This year the Board of Governors decided at our first meeting of the year in Porto to back an initiative to increase our outreach to encourage diversification of our membership, particularly for women members, in a way that is inclusive and beneficial for all our members, to be led by me, with the advice and assistance of Bob Gray. In doing so, we are following the lead of successful programs in related fields. Many of our members may already be familiar with the very well attended ICASSP women’s breakfast or with the networking community’s N^2 Women (networking networking women) initiative (http://www.comsoc.org/N2Women/). The N^2 Women have helpfully documented what seem to be the main components of a successful initiative: events at main conferences, co-opting both senior and junior members of the community, a mailing list with very few but useful e-mails, and a visible web site hosted by the relevant society.
The level of participation of women in the Society provides a mixed picture. The participation of women in our society at different member levels is given in the table below. For the purpose of comparison, two or our sister societies, Signal Processing (SP) and Communications (COM) are also shown. The grades of membership are shown as follows GSM – graduate student member, Mem – member, SM – senior member, Fel – Fellow, LF – Life Fellow.

* Tasks to complete:
1/ Could you condense the paragraph beginning "This year the Board of Governors" in the excerpt on the membership outreach initiative into a short list of its main facts?
2/ Can you carry the excerpt on the membership outreach initiative further, starting right after its last sentence?

* Source material:
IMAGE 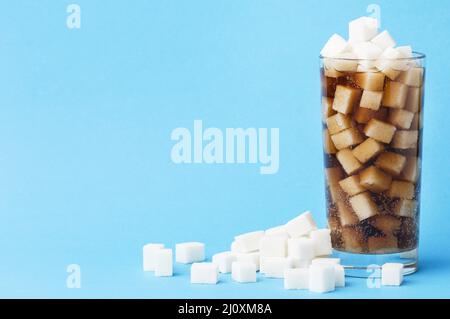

* Expected responses:
1/
- At its first meeting of the year, in Porto, the Board of Governors decided to back an initiative to widen outreach and diversify the membership, particularly for women, in a way that is inclusive and beneficial for all members.
- The writer leads the initiative, with the advice and assistance of Bob Gray.
- It follows successful programs in related fields, such as the well-attended ICASSP women's breakfast and the networking community's N^2 Women initiative.
- N^2 Women lists the main components of a successful initiative: events at main conferences, involving both senior and junior members, a mailing list with very few but useful e-mails, and a visible web site hosted by the relevant society.

2/
The numbers bear out the pattern, often observed in science and engineering, of a shrinking pipeline. Overall, our numbers are comparable to those of our sister societies. The male/female multiplier at the different levels are, over all Fellows (Fel+LF), 34 for IT, 20 for SP, 44 for COM; for GSM they are around 7 for all three societies and for members they are all between 16 and 17. The only worrisome disparity with respect to other societies seems to occur at the senior member level, which is the pipeline for Fellows. The ratios at that level of membership are 19 for IT, 13 for SP and 16 for COM. While the number of Fellows in the last years has risen considerably (an inspection of the list of Fellows shows at least 7 in the last 8 years), it would appear the majority of those (possibly all – IEEE did not have the data available) rose to the level of Fellow through Societies other than IT. The historical data on participation of our women members in ISIT TPCs has been very variable. While no numbers are easily available, an inspection of the list of TPC members (which may suffer from some inaccuracy in my visual inspection, for which I apologize) shows that the numbers were 3/58 for 2005, 1/55 for 2006, 6/56 (and 2/4 TPC co-chairs) for 2007 and 3/63 for 2008. The trend of participation in the future may be increasing. Participation of women in leadership of the Society seems to be encouraging. The participation of women in the Board of Governors seems relatively robust recently, with about 3/20, including our President elect.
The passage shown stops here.